ABOUT THIS EXERCISE: State the number of lines below in which the word "white" appears. Nothing else belongs in the answer.

DATA RECORDS:
----------

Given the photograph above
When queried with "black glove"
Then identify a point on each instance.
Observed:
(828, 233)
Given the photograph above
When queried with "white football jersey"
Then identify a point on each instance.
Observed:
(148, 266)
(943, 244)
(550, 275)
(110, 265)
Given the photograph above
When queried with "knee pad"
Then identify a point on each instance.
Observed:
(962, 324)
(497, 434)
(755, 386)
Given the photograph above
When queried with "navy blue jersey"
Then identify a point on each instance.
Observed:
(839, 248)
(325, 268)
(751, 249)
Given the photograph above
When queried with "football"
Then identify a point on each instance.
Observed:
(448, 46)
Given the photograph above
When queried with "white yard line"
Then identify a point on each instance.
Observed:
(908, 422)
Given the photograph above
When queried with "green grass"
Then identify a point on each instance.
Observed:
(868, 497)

----------

ANSWER BELOW: 2